> [What is asked]: Copy out the entries below, swapping "keypoint" for "marker" and keeping everything else the same. Leave the pictures out.

#### Supplied material ####

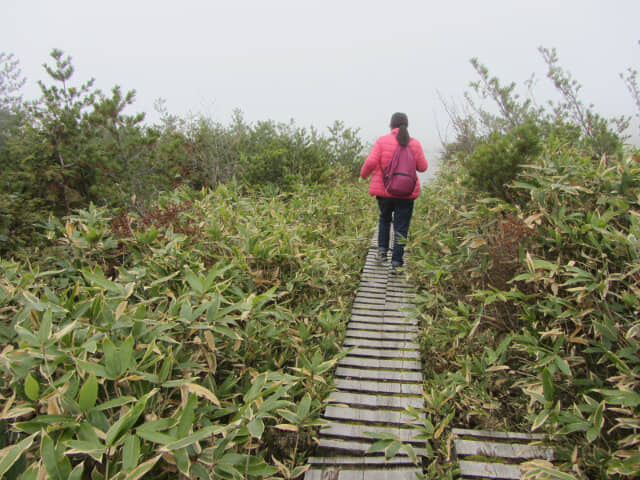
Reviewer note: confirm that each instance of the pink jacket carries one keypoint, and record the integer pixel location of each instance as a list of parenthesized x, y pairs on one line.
[(380, 156)]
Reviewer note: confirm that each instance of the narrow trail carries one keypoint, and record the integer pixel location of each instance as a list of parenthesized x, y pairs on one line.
[(375, 382)]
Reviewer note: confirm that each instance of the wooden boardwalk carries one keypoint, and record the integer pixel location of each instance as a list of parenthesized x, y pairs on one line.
[(378, 378)]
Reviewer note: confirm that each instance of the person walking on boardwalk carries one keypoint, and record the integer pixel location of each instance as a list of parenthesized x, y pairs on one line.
[(393, 208)]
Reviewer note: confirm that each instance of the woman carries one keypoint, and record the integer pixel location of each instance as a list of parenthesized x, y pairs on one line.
[(398, 209)]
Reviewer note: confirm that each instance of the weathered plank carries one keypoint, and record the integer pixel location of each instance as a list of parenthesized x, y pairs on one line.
[(334, 473), (378, 300), (350, 361), (376, 317), (342, 445), (385, 353), (382, 375), (375, 401), (348, 430), (377, 327), (489, 470), (373, 460), (500, 435), (503, 450), (379, 335), (379, 387), (365, 415), (396, 345), (369, 306)]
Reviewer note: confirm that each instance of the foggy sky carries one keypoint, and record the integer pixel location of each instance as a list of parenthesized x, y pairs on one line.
[(320, 61)]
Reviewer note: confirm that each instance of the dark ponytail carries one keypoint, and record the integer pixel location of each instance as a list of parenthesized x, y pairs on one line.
[(401, 122)]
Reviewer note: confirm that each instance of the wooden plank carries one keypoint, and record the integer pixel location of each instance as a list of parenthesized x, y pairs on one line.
[(502, 435), (489, 470), (399, 305), (375, 401), (376, 317), (365, 362), (391, 474), (384, 353), (378, 327), (380, 335), (333, 473), (355, 446), (364, 415), (382, 375), (385, 292), (373, 312), (352, 461), (379, 387), (377, 300), (369, 306), (348, 430), (503, 450), (397, 345)]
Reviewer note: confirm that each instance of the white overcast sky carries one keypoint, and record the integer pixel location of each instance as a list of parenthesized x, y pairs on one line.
[(320, 61)]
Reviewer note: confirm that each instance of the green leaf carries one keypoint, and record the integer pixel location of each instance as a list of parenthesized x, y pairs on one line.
[(57, 464), (547, 385), (94, 449), (392, 449), (45, 327), (128, 420), (9, 455), (76, 473), (593, 433), (303, 408), (88, 393), (130, 452), (562, 365), (193, 438), (182, 461), (540, 419), (155, 436), (142, 469), (31, 388), (188, 416), (256, 427)]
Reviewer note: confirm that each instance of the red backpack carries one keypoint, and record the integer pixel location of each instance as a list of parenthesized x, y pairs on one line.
[(400, 173)]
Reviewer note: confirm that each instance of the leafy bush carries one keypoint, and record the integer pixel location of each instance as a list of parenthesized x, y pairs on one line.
[(530, 309), (496, 162), (196, 339)]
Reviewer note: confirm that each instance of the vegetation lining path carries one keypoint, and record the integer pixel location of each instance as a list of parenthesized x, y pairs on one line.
[(379, 377)]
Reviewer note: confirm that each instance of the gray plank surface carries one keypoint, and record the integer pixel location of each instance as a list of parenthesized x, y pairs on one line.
[(355, 461), (503, 450), (382, 375), (505, 435), (350, 361), (364, 415), (385, 353), (393, 344), (375, 401), (375, 317), (377, 327), (355, 446), (373, 474), (379, 387), (489, 470), (379, 335), (348, 430)]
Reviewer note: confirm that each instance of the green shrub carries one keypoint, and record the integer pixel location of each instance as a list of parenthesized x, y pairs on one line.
[(497, 161)]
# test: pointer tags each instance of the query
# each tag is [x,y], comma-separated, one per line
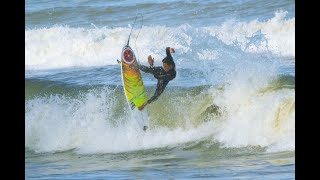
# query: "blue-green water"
[228,114]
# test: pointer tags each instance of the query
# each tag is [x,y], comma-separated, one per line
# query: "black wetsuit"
[160,74]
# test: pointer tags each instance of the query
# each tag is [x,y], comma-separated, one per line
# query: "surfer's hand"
[150,60]
[133,66]
[142,106]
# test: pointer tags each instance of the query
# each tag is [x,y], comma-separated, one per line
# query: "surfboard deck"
[133,87]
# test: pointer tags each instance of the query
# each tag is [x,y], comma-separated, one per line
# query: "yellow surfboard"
[133,85]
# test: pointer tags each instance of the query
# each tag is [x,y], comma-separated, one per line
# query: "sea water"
[228,114]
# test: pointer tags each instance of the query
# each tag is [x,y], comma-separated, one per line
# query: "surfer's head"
[168,64]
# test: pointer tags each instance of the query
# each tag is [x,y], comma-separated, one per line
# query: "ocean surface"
[228,114]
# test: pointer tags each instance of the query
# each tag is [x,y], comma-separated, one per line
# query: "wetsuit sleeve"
[154,97]
[160,88]
[146,69]
[168,76]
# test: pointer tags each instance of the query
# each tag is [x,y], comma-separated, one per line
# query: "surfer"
[162,74]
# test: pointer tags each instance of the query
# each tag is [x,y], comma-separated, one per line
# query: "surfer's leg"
[146,69]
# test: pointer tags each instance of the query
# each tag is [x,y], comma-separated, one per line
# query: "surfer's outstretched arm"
[146,69]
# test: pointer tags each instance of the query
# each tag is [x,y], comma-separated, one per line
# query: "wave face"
[235,84]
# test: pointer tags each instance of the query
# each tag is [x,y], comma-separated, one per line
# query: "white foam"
[57,123]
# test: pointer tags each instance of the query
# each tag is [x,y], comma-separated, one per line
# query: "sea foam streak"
[63,47]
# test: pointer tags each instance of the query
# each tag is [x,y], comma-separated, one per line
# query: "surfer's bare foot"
[133,66]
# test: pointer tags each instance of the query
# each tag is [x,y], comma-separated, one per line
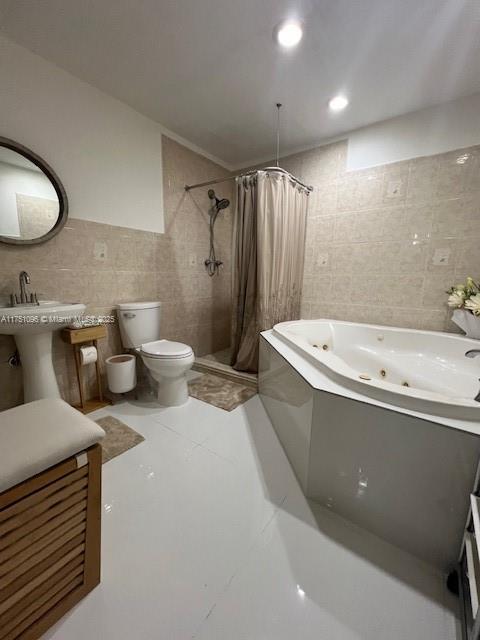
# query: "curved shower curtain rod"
[188,187]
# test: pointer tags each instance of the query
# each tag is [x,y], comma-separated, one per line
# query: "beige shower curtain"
[268,256]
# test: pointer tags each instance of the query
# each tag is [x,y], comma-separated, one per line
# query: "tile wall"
[384,244]
[102,264]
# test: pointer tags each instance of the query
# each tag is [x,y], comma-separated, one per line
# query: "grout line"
[247,554]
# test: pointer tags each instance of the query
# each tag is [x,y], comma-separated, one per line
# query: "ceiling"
[210,71]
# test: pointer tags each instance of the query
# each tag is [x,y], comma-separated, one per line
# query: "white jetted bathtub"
[423,371]
[400,461]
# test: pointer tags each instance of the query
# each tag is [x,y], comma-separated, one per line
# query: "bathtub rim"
[320,381]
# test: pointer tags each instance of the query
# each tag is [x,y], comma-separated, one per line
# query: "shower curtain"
[268,256]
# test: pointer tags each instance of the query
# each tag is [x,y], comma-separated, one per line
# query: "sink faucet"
[24,279]
[473,353]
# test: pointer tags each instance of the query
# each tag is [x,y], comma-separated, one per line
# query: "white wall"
[15,180]
[107,155]
[422,133]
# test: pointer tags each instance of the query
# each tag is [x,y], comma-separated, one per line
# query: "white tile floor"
[207,535]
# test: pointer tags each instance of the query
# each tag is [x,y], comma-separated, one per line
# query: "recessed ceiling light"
[338,103]
[289,33]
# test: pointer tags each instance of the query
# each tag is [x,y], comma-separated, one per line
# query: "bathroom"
[325,485]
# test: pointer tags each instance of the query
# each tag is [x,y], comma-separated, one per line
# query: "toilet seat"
[166,350]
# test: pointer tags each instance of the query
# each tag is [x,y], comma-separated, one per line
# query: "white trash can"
[121,373]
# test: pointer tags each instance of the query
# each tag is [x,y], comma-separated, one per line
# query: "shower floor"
[218,363]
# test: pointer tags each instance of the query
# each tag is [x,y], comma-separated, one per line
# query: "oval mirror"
[33,202]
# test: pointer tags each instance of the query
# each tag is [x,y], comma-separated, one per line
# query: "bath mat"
[220,392]
[118,439]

####

> [Solution to this exercise]:
Reviewer note: confirm that each instance of the pink jacket carries one marker, and record the integer pixel location of each instance as a list of parenthesized x, y pairs on one line.
[(380, 156)]
Reviewer note: confirm that each instance of the narrow trail carries one marker, and record the integer pixel location of each instance as a list of parenthesized x, y pairs on one line.
[(375, 382)]
Reviewer note: confirm that each instance of the wooden boardwalk carries one marker, and record the integer pixel location of each instance as a list of parenthesized x, y pairs on one line.
[(378, 378)]
Reviewer note: confirm that each instance of the person walking on boardwalk carries one marker, and record the integer pixel location of each instance as a list of parenthesized x, y pairs on one line.
[(393, 208)]
Reviewer note: confirm that each instance of the woman carries one marker, and record the integer pixel location of each instance as a list of parenthesized x, y pairs on one line.
[(398, 209)]
Reviewer note: confirm that each instance of the weathered plank carries one marker, and record the integer pixel location of each instance as a list of parenthesized x, y pairs on one line.
[(334, 473), (378, 300), (350, 361), (376, 317), (342, 445), (385, 353), (382, 375), (375, 401), (348, 430), (377, 327), (489, 470), (373, 460), (500, 435), (503, 450), (379, 335), (379, 387), (365, 415), (396, 345), (369, 306)]
Reviewer note: confirm that each instance of the foggy sky carries one marker, and record the integer pixel location of each instance as a list of parenthesized x, y pairs on one line.
[(320, 61)]
Reviewer note: confirm that each instance of the dark ponytail carries one marker, and record the integer pixel location of each instance as a list of parenthesized x, y pairs on one line.
[(401, 122)]
Reviewer note: confirm that each instance of the wooden plank carries one marker, and record the integer pixel location of each instance as a list of parenthesized x, y pairs on one line.
[(502, 435), (489, 470), (399, 305), (375, 401), (376, 317), (365, 362), (391, 474), (384, 353), (378, 327), (380, 335), (333, 473), (355, 446), (364, 415), (382, 375), (385, 292), (373, 312), (352, 461), (379, 387), (377, 300), (369, 306), (348, 430), (503, 450), (397, 345)]
Reviewer note: confirm that each instance of the white overcast sky carries one marker, and record the integer pixel location of each instance as a list of parenthesized x, y pairs on one line.
[(320, 61)]
Reviewer note: confirm that each instance of the green leaf carries one marker, and record the integer pixel location of each instance as a list of parenthesized x, y pairs on one line.
[(57, 464), (547, 385), (94, 449), (392, 449), (45, 327), (128, 420), (9, 455), (76, 473), (593, 433), (303, 408), (88, 393), (130, 452), (562, 365), (193, 438), (182, 461), (540, 419), (155, 436), (142, 469), (31, 388), (188, 416), (256, 427)]
Reviewer note: confirm that each instance of the red backpack carries one marker, and record the integer pixel location of each instance as a list of parenthesized x, y pairs on one line.
[(400, 173)]
Reviewer note: confirm that each instance of the leafy bush carries one marker, and record the integer pixel location of each instance as a list of parenthesized x, y pairs on one line.
[(530, 309), (496, 162), (196, 339)]
Reviewer note: confirm that each instance of the vegetation lining path carries one marker, and record the integer pixel location of each instance as a list of parenthesized x, y pairs on one line.
[(379, 377)]
Reviewer note: confirm that each instance of the gray plank surface carries one marker, and record the integer pixel location of each instance as a list of parenthesized x, y pairs on one line.
[(355, 461), (503, 450), (382, 375), (505, 435), (350, 361), (364, 415), (385, 353), (393, 344), (375, 401), (375, 317), (377, 327), (355, 446), (373, 474), (379, 387), (489, 470), (379, 335), (348, 430)]
Reviewer note: confirm that each instance of the green shrub carries one marker, and record the integer pixel location of each instance as a list of parenthesized x, y pairs on one line.
[(497, 161)]
# test: pointer tags each instance of the query
# each tag is [x,y], comma-separated, one per line
# query: "blue-green water"
[228,114]
# test: pointer tags each instance of the query
# each tag is [x,y], comma-separated, one per line
# query: "black wetsuit"
[160,74]
# test: pointer tags each instance of the query
# each tag is [x,y], comma-separated, one per line
# query: "surfer's hand"
[150,60]
[133,66]
[142,106]
# test: pointer tags each instance of the query
# each tag is [x,y], comma-separated, one per line
# query: "surfboard deck"
[133,87]
# test: pointer tags each instance of the query
# each tag is [x,y], comma-separated, one per line
# query: "yellow surfboard"
[133,85]
# test: pointer tags each instance of the query
# each tag is [x,y], comma-separated, one per line
# query: "sea water"
[228,114]
# test: pointer tags each instance of the query
# each tag is [x,y], comma-separated, one per line
# query: "surfer's head"
[168,64]
# test: pointer tags each instance of the query
# each tag is [x,y], comma-separated, one per line
# query: "ocean surface"
[228,114]
# test: pointer tags each instance of the query
# each tag is [x,y], comma-separated, one per line
# query: "wetsuit sleeve"
[154,97]
[160,88]
[146,69]
[168,76]
# test: pointer tags each instance of the query
# each tag is [x,y], comma-separated, one per line
# query: "surfer"
[162,74]
# test: pointer tags each instance of the query
# each tag is [x,y], comma-separated, one per line
# query: "surfer's leg"
[146,69]
# test: pointer tags each instance of the query
# each tag is [x,y], comma-separated, one per line
# query: "surfer's outstretched arm"
[146,69]
# test: pointer tags each instance of the query
# each tag is [x,y], comma-separated, one per line
# query: "wave face"
[235,84]
# test: pointer tags each instance of the query
# each tag is [x,y], comma-separated, one per line
# query: "white foam"
[57,123]
# test: pointer tags each instance of the query
# each tag is [x,y], comma-separated, one per line
# query: "sea foam streak"
[63,47]
# test: pointer tags each instance of the query
# each tag is [x,y], comma-separated, one per line
# query: "surfer's bare foot"
[133,66]
# test: pointer tags each instance of the query
# each tag is [x,y], comma-separated, one per line
# query: "curved shower curtain rod"
[188,187]
# test: pointer tags each instance of the query
# each tag is [x,y], comma-separated, one per line
# query: "beige shower curtain"
[268,256]
# test: pointer tags each instance of the query
# each tag is [x,y], comma-separated, one per line
# query: "tile wall"
[384,244]
[102,264]
# test: pointer tags each instance of the query
# each tag is [x,y], comma-separated, one per line
# query: "grout line"
[247,554]
# test: pointer tags each instance of the query
# each tag is [x,y], comma-separated, one per line
# query: "ceiling"
[210,71]
# test: pointer tags each instance of the query
# each tag is [x,y], comma-separated, one per line
# query: "white jetted bathtub"
[423,371]
[400,461]
# test: pointer tags each instance of the query
# each tag is [x,y], comma-separated, one per line
# query: "bathtub rim"
[320,381]
# test: pointer tags each instance of the query
# each tag is [x,y], comma-separated, one per line
# query: "shower curtain"
[268,256]
# test: pointer tags each instance of the query
# each tag is [x,y], comma-separated, one per line
# query: "sink faucet"
[24,279]
[473,353]
# test: pointer tags each instance of the query
# each tag is [x,y], comma-separated, one per line
# query: "white wall"
[15,180]
[107,155]
[422,133]
# test: pointer tags each instance of the query
# each tag is [x,y], comma-separated, one per line
# query: "white tile floor"
[207,535]
# test: pointer tags each instance of the query
# each tag is [x,y], comma-separated, one per line
# query: "recessed ceiling light"
[338,103]
[289,33]
# test: pointer tags each instance of the query
# each tag is [x,y], comma-separated, one per line
# query: "bathroom"
[325,485]
# test: pointer tags each instance of the query
# each tag is [x,y], comma-separated, one per line
# query: "toilet seat"
[166,350]
# test: pointer tags each instance of the query
# each tag is [x,y], comma-separated, one per line
# query: "white trash can"
[121,373]
# test: pointer tags each instance of the query
# each tag is [x,y], comma-separated, one per line
# query: "shower floor"
[218,363]
# test: pointer tags each instance of the query
# each tag is [x,y], comma-separated, one per line
# query: "oval mirror"
[33,202]
# test: pointer tags each instance of the query
# each tag is [x,y], comma-separated, one per line
# query: "bath mat"
[220,392]
[118,439]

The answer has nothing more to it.